GIVEN REQUEST. Which lines in the material below contain the string "window"? Report each such line in full.

---------- INPUT RECORDS ----------

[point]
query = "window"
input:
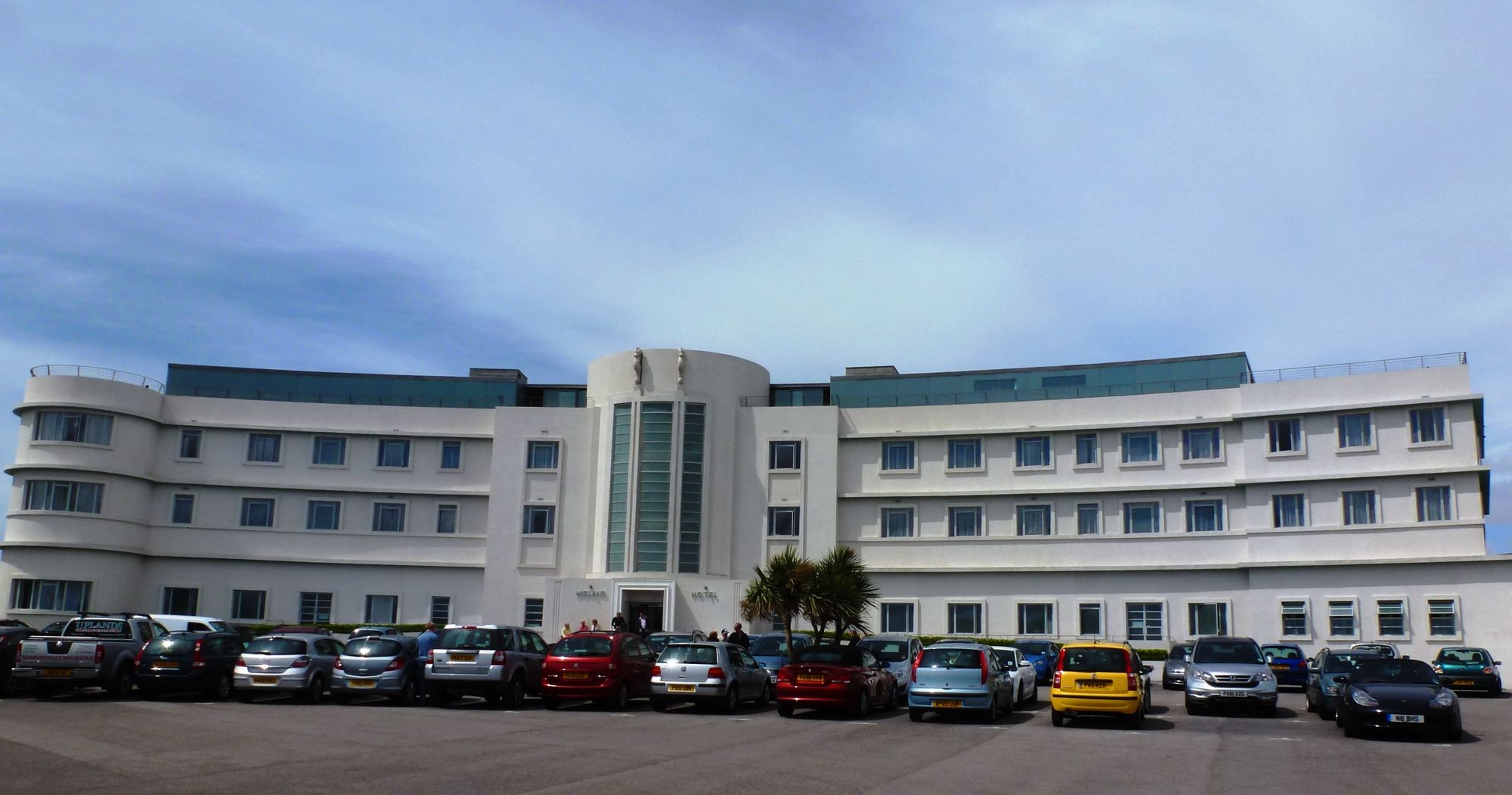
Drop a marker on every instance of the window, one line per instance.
(897, 617)
(329, 452)
(1089, 519)
(315, 607)
(782, 522)
(1286, 436)
(1038, 619)
(184, 510)
(1147, 620)
(785, 455)
(1289, 511)
(1204, 516)
(1443, 619)
(1294, 619)
(55, 596)
(1207, 619)
(1392, 617)
(1201, 445)
(258, 513)
(64, 496)
(447, 519)
(1033, 520)
(964, 454)
(264, 448)
(541, 520)
(897, 455)
(1428, 425)
(382, 610)
(249, 605)
(1342, 619)
(1356, 431)
(389, 516)
(182, 601)
(1141, 446)
(190, 443)
(1033, 451)
(1434, 504)
(394, 452)
(323, 516)
(965, 520)
(965, 619)
(897, 522)
(1141, 517)
(73, 427)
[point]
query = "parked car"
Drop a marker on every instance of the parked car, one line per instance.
(1469, 667)
(1287, 664)
(1230, 672)
(380, 666)
(190, 663)
(497, 663)
(1103, 679)
(713, 673)
(835, 676)
(604, 667)
(959, 678)
(1174, 675)
(296, 663)
(1396, 696)
(1327, 676)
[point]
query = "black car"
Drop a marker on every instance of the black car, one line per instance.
(190, 663)
(1398, 694)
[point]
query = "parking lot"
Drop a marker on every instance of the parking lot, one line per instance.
(85, 743)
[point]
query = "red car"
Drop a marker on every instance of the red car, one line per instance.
(604, 667)
(835, 678)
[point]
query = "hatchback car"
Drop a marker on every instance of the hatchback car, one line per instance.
(711, 673)
(299, 664)
(1100, 679)
(190, 661)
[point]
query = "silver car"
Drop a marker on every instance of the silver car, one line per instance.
(714, 673)
(294, 663)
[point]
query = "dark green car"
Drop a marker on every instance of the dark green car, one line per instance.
(1464, 667)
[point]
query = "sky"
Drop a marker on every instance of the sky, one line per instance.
(423, 188)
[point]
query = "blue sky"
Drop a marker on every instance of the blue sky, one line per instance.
(424, 188)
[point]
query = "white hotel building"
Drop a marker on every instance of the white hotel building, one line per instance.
(1148, 501)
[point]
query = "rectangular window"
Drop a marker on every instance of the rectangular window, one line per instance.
(323, 516)
(964, 454)
(785, 455)
(184, 510)
(389, 516)
(782, 522)
(1434, 504)
(1356, 431)
(1428, 425)
(1141, 517)
(1204, 516)
(329, 451)
(1033, 520)
(264, 448)
(249, 605)
(965, 619)
(541, 520)
(258, 513)
(1289, 511)
(1145, 620)
(1141, 446)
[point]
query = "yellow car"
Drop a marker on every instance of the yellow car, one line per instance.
(1100, 679)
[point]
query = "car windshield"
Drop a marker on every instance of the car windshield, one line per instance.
(1232, 652)
(1393, 670)
(888, 651)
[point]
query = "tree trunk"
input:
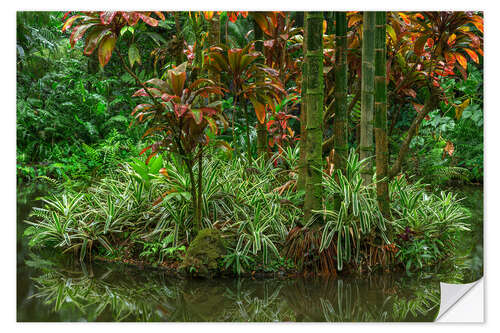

----------

EXERCISE ANSWER.
query = "window"
Drop a marker on every instance of the window, one line per instance.
query = "rectangular window"
Drop a marker on every instance of the rectangular window, one line per instance.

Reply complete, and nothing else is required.